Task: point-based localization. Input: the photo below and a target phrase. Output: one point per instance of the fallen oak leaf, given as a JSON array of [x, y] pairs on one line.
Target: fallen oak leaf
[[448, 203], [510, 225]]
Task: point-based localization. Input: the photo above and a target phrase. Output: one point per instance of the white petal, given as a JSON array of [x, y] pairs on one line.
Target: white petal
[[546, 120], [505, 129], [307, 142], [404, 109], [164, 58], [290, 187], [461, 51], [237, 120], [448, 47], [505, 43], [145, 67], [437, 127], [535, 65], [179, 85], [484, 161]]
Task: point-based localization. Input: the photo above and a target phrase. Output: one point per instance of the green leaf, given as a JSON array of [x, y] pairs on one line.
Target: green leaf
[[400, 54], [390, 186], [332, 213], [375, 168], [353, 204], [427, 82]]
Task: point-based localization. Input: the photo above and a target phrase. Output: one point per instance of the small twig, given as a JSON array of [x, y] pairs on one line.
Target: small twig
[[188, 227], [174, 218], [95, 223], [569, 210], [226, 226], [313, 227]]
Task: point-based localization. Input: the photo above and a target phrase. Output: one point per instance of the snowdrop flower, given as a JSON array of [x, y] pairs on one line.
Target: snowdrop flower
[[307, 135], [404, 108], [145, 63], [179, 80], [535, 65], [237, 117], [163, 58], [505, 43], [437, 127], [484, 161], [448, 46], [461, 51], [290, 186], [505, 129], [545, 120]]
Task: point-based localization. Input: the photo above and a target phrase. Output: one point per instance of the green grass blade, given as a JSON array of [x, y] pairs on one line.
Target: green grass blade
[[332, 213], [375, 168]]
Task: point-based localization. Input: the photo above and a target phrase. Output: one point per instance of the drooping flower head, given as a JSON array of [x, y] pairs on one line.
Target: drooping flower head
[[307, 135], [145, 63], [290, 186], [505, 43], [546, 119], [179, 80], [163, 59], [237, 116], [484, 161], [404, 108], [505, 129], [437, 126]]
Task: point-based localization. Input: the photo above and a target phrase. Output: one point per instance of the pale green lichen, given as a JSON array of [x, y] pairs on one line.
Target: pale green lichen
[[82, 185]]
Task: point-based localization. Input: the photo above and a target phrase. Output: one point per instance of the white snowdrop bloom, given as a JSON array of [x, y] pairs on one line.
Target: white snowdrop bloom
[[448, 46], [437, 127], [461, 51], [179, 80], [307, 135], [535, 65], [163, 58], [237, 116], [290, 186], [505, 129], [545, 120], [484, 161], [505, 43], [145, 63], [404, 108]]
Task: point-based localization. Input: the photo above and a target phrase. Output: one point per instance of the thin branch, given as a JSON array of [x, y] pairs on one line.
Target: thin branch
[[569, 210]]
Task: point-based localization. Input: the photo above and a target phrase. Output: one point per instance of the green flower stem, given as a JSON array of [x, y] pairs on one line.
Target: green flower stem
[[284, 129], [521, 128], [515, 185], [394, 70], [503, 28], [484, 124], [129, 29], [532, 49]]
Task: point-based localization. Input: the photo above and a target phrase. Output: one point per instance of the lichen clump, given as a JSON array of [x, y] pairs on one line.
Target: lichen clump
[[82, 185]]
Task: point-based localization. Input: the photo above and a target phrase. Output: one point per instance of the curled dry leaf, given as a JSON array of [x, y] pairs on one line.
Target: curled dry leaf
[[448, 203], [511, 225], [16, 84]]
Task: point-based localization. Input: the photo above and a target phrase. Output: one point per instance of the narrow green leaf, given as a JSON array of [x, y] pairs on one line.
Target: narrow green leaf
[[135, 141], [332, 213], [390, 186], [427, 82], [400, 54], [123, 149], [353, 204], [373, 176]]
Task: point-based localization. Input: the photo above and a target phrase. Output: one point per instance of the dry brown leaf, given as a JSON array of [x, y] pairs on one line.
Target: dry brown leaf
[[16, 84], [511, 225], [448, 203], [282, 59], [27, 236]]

---

▸ What is required
Using the material above, print every entry exactly as written.

▸ Response
Task: point-based localization. Input: the photo below and a target phrase. Output: one point per instance of the fallen oak leaf, given as a JSON array of [x, y] pairs on one line.
Target: fallen oak leaf
[[448, 203], [510, 225]]
Task: point-based localization. Input: the photo above and a target phrase. Output: one point per instance of the white petal, given as a JSON array of [x, y] pairs on one line.
Target: white petal
[[546, 120], [505, 129], [307, 142], [404, 109], [164, 58], [290, 187], [461, 51], [237, 120], [448, 47], [505, 43], [145, 67], [437, 127], [535, 65], [179, 85], [484, 161]]
Task: point-based localization. Input: the photo above and a target phrase. Output: one point per instance of the green leaf, given as a JSON array of [x, y] pairs on one line.
Target: green leaf
[[400, 54], [390, 186], [332, 213], [375, 168], [353, 204], [427, 82]]
Task: point-based localization. Input: the photo above and a target phrase. Output: one point per instance of the small twig, given as a JSON array of [x, y] pairs on one line.
Target: small twig
[[188, 227], [174, 218], [95, 223], [569, 210], [226, 226], [313, 227]]
Task: point-based localization. Input: the photo above and a target phrase. Output: one point per instance of the snowdrop flower, given as a JSON array of [x, y] pairs on one line.
Target: snowdrop flower
[[307, 135], [404, 108], [145, 63], [179, 80], [535, 65], [237, 117], [163, 58], [505, 43], [437, 127], [484, 161], [448, 46], [461, 51], [290, 186], [505, 129], [545, 120]]
Task: point-based localization. Input: the photo above and a target phrase. Output: one point per instance of the green grass blade, given as a JSON array of [x, y] pairs on one line.
Target: green grass blade
[[332, 213], [375, 168]]
Task: point-based localization. Input: the photo above and a target phrase. Output: one point per instance of the drooping flower head, given as a JSON array of [x, y] pairs on one line.
Target: drooping flower head
[[307, 135], [145, 63], [290, 186], [505, 43], [546, 119], [179, 80], [163, 59], [237, 116], [484, 161], [404, 108], [505, 129], [437, 126]]
Task: point-based localization. Input: the photo above and a target phrase. Output: one point per instance of the pale green lichen, given as a JSON array of [x, y] pairs on one line.
Target: pale green lichen
[[82, 185]]
Task: point-based localization. Input: the photo above and a target phrase. Output: one point per instance of the white snowdrop bloom, given as a JSON array of [x, y] pairs on one line.
Target: white snowdrop bloom
[[448, 46], [437, 127], [461, 51], [179, 80], [307, 135], [535, 65], [163, 58], [237, 116], [290, 186], [505, 129], [545, 120], [484, 161], [505, 43], [145, 63], [404, 108]]
Task: point-based localization. Input: the photo above and a target phrase. Output: one point per instance of the thin branch, given as a JSON array of [x, y] pairs on one line.
Target: thin branch
[[569, 210]]
Task: point-based localization. Input: the photo above and a target phrase. Output: one point per instance of the green flower stem, given as a JSON array of [x, y] pairs on one line.
Target: green flower stem
[[284, 129], [521, 128], [515, 185], [394, 70], [503, 28], [484, 124], [129, 29], [532, 49]]
Task: point-based localization. Input: the photo above and a target phrase. Output: one point per instance of the lichen clump, given as a JSON array of [x, y] pairs on one line.
Target: lichen clump
[[82, 185]]
Task: point-based localization. Input: the photo above and a target phrase. Output: one point per instance of the curled dry leaf, given as a JSON array of [x, y] pairs on one line.
Target: curled dry leaf
[[448, 203], [511, 225], [16, 84]]
Task: point-based localization. Input: the photo above and a target phrase. Output: one point per instance of the narrow green leaf, given as a JSON array of [x, y] pairs on one line.
Target: narrow green leaf
[[135, 141], [332, 213], [390, 186], [427, 82], [400, 54], [123, 149], [353, 204], [373, 176]]
Task: point-based localization. Input: the photo above and a target phrase. Output: one point per instance of the dry brown leaf, given as a JSON array of [x, y] pairs on one line.
Target: dry brown leaf
[[16, 84], [511, 225], [448, 203], [282, 59], [27, 236]]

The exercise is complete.